▸ **TASK INSTRUCTIONS**:
Which lines in the rows below contain the word "reach"? List every such line in full.

▸ **SOURCE RECORDS**:
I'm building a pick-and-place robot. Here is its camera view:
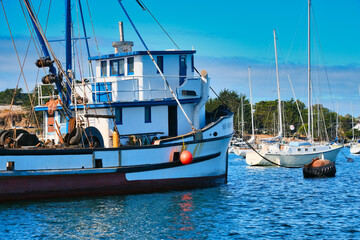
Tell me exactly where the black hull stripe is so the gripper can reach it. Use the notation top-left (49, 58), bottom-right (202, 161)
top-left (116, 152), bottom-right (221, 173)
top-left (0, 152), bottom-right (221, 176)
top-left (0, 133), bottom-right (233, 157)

...

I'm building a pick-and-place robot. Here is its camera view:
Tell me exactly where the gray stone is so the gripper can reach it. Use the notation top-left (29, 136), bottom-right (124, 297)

---

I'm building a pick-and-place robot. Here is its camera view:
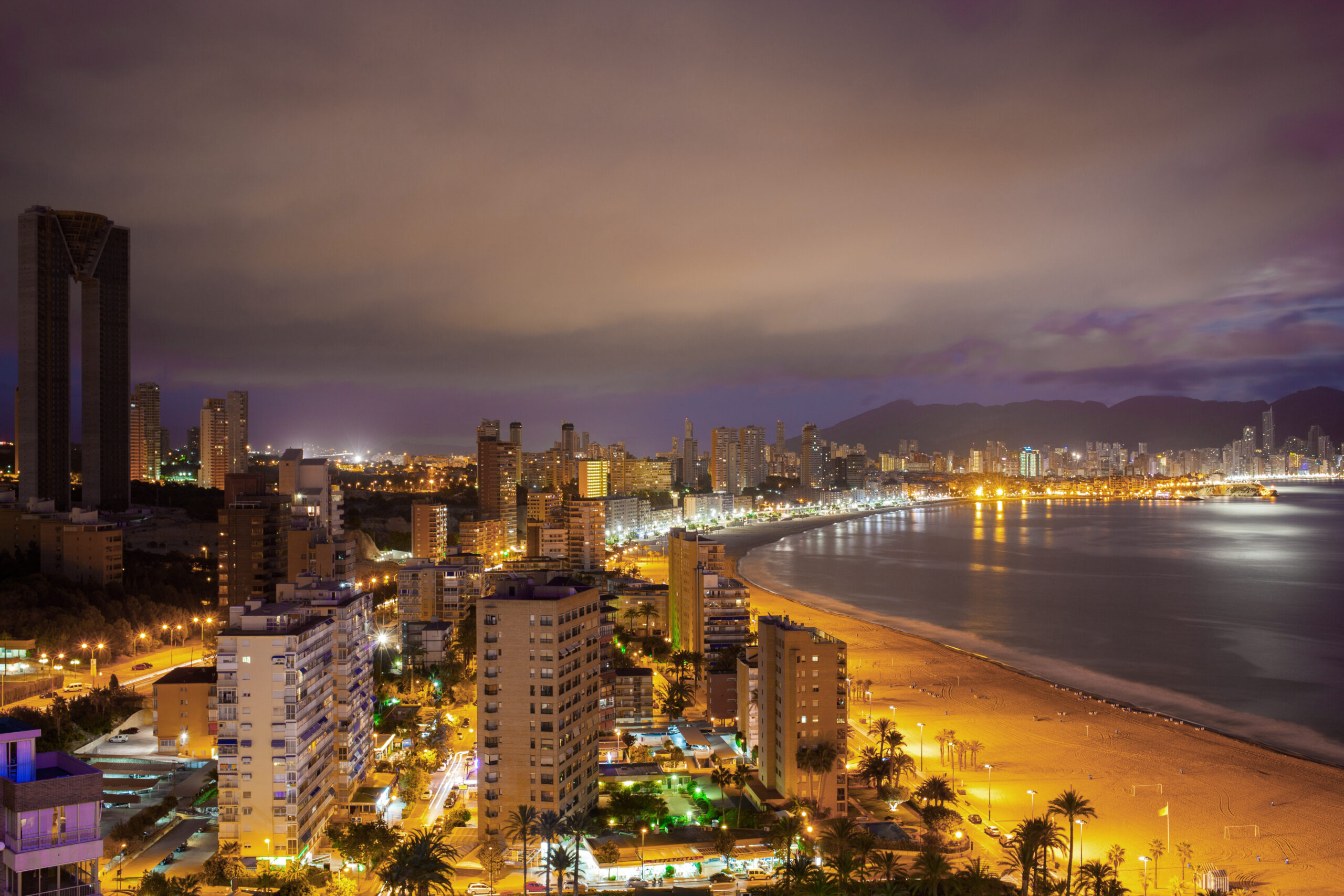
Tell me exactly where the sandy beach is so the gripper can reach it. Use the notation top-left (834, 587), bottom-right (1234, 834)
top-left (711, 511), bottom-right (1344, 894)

▸ **TASK ANSWER**:
Tell me exactly where the black hull stripe is so the gripper can reach it. Use the notation top-left (49, 58), bottom-right (202, 161)
Tell me exactly where the gray stone is so the gripper can reach it. Use the notation top-left (29, 136), bottom-right (124, 297)
Tell me exactly where the sandy beach is so the gripper can reach it. Use the notation top-left (834, 587), bottom-right (1234, 834)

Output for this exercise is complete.